What this task involves:
Within the data below, count every line that includes "poster" and report the total alone.
--------------------------------
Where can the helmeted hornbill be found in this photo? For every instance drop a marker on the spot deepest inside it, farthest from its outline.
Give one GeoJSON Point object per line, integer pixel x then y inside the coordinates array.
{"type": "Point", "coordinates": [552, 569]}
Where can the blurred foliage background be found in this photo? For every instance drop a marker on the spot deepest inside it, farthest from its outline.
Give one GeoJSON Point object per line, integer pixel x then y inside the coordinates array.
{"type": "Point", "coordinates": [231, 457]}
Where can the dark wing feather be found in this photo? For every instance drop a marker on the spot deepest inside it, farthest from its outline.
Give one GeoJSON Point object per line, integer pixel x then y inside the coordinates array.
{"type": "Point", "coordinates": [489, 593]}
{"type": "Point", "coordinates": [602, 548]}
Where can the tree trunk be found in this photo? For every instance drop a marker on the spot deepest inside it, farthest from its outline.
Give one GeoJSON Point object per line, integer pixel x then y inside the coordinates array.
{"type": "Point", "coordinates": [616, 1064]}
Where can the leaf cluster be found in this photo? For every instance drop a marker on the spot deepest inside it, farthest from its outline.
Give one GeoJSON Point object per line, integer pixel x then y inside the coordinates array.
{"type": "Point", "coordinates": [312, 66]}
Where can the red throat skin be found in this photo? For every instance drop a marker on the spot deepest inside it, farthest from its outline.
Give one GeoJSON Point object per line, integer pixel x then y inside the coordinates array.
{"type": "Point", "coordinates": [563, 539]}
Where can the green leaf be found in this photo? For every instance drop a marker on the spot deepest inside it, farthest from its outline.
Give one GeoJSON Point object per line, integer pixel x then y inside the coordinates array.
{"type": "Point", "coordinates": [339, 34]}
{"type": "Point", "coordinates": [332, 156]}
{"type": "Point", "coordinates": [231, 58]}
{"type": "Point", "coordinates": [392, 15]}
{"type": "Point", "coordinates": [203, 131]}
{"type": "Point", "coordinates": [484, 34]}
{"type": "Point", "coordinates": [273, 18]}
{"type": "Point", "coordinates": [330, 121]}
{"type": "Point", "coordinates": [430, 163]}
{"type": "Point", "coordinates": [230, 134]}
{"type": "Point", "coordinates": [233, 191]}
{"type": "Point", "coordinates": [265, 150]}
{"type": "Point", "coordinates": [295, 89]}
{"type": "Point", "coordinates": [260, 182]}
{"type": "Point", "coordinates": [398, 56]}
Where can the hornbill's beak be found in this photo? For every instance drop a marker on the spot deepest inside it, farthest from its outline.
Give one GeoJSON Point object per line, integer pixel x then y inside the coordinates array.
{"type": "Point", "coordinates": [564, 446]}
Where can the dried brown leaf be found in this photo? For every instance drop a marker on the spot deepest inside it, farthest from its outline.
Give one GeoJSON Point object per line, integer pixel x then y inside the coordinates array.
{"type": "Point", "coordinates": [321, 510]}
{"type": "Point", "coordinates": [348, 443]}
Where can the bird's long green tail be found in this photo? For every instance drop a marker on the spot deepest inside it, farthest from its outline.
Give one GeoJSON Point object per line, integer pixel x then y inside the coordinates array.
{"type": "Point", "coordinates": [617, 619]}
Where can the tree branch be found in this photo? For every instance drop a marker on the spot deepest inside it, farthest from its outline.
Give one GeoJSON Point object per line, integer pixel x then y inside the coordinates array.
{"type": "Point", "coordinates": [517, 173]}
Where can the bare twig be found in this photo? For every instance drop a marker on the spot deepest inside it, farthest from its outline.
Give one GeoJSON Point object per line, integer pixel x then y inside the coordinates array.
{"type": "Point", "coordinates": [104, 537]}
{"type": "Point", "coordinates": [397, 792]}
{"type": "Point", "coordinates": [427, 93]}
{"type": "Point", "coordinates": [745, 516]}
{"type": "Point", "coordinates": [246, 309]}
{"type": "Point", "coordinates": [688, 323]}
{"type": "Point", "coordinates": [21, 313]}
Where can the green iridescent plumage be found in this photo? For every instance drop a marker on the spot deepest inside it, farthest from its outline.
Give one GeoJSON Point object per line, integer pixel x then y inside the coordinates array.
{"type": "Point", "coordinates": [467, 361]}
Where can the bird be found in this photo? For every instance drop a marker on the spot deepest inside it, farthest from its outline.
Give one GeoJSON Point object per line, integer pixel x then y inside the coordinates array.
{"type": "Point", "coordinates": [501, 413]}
--------------------------------
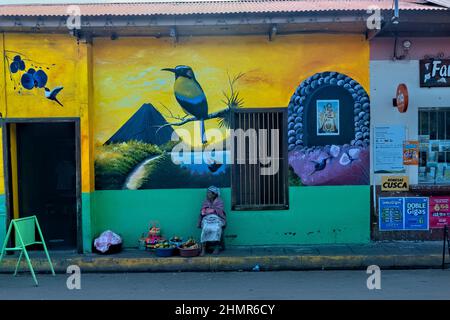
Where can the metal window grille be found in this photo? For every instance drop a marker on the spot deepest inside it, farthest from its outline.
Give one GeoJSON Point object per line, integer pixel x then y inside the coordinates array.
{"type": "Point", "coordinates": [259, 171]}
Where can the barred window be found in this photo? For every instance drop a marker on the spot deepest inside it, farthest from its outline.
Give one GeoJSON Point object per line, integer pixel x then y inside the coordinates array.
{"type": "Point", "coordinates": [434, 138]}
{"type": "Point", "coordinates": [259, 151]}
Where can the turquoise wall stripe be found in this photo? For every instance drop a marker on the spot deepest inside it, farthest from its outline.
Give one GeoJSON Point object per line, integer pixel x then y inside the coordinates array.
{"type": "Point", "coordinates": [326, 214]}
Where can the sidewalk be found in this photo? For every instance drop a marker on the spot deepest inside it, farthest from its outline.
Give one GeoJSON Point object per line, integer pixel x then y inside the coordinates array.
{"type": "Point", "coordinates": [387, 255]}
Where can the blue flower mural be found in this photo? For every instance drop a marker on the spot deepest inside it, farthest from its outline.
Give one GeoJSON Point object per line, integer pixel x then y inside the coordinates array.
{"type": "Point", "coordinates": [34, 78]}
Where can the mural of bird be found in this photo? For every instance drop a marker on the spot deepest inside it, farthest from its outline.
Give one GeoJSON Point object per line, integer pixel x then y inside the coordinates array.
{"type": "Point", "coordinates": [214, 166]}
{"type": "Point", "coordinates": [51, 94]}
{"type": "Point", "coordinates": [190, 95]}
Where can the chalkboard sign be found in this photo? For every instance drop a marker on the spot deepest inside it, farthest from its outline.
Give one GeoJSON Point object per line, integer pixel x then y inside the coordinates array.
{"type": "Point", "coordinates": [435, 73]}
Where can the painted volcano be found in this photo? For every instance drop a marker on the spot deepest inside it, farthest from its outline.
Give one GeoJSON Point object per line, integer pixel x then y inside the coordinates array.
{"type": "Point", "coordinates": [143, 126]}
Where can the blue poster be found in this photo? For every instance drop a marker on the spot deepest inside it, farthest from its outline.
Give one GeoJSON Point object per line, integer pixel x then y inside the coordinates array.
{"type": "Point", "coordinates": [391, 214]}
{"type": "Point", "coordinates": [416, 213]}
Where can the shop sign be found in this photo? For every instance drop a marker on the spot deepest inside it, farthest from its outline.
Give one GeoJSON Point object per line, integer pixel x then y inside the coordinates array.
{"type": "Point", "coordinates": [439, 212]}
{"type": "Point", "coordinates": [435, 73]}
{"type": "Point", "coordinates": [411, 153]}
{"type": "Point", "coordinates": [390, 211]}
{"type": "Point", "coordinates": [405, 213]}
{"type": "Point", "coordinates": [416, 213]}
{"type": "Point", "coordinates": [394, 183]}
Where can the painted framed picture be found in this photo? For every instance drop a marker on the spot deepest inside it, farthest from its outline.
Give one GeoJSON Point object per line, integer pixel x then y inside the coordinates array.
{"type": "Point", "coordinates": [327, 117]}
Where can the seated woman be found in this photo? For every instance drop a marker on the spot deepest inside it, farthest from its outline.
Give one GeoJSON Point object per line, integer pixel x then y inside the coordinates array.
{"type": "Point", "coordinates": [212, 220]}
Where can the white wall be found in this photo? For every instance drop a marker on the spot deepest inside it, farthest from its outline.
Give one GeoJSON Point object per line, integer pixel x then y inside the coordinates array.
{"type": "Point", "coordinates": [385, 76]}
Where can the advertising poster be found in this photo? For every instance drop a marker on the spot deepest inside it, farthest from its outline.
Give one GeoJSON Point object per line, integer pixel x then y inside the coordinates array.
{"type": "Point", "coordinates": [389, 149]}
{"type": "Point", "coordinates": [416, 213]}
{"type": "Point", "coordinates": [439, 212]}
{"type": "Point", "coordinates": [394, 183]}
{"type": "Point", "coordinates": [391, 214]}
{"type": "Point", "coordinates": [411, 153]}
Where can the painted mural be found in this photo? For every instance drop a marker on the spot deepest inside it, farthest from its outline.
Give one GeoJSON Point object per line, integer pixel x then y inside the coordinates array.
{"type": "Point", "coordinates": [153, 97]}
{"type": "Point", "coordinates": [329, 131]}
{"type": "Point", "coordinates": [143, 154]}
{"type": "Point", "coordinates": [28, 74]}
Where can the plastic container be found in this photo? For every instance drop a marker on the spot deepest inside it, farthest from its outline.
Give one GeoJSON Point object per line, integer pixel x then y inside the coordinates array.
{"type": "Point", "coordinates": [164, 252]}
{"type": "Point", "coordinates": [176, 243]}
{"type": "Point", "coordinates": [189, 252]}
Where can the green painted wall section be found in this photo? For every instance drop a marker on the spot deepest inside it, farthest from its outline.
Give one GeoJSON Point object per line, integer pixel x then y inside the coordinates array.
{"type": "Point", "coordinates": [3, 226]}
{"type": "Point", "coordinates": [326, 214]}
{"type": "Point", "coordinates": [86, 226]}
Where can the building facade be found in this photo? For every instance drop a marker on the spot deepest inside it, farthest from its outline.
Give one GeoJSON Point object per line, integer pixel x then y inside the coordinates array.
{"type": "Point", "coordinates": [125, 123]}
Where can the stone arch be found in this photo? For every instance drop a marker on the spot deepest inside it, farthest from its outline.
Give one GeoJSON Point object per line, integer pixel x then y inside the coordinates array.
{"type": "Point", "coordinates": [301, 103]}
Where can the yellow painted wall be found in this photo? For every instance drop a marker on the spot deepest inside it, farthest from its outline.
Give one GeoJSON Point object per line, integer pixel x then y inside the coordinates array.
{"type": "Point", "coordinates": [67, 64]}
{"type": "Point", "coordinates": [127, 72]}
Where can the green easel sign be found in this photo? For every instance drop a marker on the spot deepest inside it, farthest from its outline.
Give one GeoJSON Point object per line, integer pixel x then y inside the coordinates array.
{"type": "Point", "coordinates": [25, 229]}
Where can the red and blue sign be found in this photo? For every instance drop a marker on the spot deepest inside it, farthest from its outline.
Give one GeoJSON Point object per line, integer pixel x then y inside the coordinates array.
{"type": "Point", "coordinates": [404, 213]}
--------------------------------
Response area:
2